[[ Excerpted records open ]]

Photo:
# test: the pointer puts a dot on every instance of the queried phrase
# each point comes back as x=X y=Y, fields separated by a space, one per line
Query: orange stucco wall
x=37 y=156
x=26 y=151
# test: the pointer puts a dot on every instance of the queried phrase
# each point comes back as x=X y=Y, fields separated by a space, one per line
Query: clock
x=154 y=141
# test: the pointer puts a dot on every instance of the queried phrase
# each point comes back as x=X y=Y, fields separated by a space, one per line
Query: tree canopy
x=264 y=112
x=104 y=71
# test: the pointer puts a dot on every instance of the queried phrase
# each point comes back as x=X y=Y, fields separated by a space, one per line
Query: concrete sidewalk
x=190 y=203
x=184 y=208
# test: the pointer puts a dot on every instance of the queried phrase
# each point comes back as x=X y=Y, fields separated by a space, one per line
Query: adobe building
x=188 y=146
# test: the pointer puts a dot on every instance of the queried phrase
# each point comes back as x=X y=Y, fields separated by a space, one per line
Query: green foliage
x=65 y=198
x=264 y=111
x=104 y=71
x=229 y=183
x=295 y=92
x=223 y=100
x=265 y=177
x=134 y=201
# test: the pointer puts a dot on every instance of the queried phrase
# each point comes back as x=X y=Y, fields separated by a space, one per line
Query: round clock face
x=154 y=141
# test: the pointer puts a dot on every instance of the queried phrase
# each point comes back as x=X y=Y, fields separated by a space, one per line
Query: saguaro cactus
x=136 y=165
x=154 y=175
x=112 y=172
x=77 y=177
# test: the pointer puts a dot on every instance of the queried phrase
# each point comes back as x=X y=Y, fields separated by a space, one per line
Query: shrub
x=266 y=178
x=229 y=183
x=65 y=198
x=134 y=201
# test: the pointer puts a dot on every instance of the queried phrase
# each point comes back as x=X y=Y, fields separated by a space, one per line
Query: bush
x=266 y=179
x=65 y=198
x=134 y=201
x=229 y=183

[[ Excerpted records closed ]]

* Problem description *
Above are the entries; give them back verbatim.

* Finished exercise *
Photo:
# test: the pointer puts a dot on every instance of the queried phrase
# each point comes back as x=X y=Y, fields separated by a space, one per line
Query: orange stucco wall
x=37 y=156
x=26 y=151
# test: the pointer puts a dot on every instance of the queried phrase
# each point comes back as x=X y=Y, fields separated by a space, one per line
Query: clock
x=154 y=141
# test: the pointer puts a dot on every instance of the queried phrase
# each point comes back as x=X y=Y, fields separated by a space, one per line
Query: tree canopy
x=264 y=112
x=104 y=71
# test: the pointer puts a dot on every instance of the queried phrase
# each point comes back as x=X y=Y, fields separated by a space, one per line
Query: concrete sidewalk
x=190 y=203
x=184 y=208
# test: the pointer puts a dot on every instance of the queried phrase
# each point comes back as x=X y=Y, fields separated by a space, one per line
Query: adobe building
x=188 y=146
# test: the pointer puts a dot on every instance of the queried phrase
# each point comes back as x=X y=Y, fields separated by a space, one per line
Query: green foliage
x=65 y=198
x=264 y=111
x=104 y=71
x=229 y=183
x=295 y=92
x=223 y=100
x=265 y=177
x=134 y=201
# test: the pointer puts a dot on every instance of the queried phrase
# each point comes back as x=X y=Y, fields separated by a space, one per line
Query: round clock face
x=154 y=141
# test: the pointer puts a dot on every instance of the queried phrase
# each point comes back as x=X y=Y, fields separated by a space, one per line
Query: saguaro cactus
x=136 y=165
x=154 y=175
x=112 y=172
x=77 y=177
# test: the pointer puts a dot on every instance of the queried phrase
# each point comes back as x=X y=Y, fields separated by a space, one per line
Query: shrub
x=266 y=178
x=229 y=183
x=65 y=198
x=134 y=201
# test: the pointer puts a dot on every instance of the queried phrase
# each point comes back as x=X y=Y, fields separated by a space, one per line
Query: bush
x=266 y=179
x=65 y=198
x=134 y=201
x=229 y=183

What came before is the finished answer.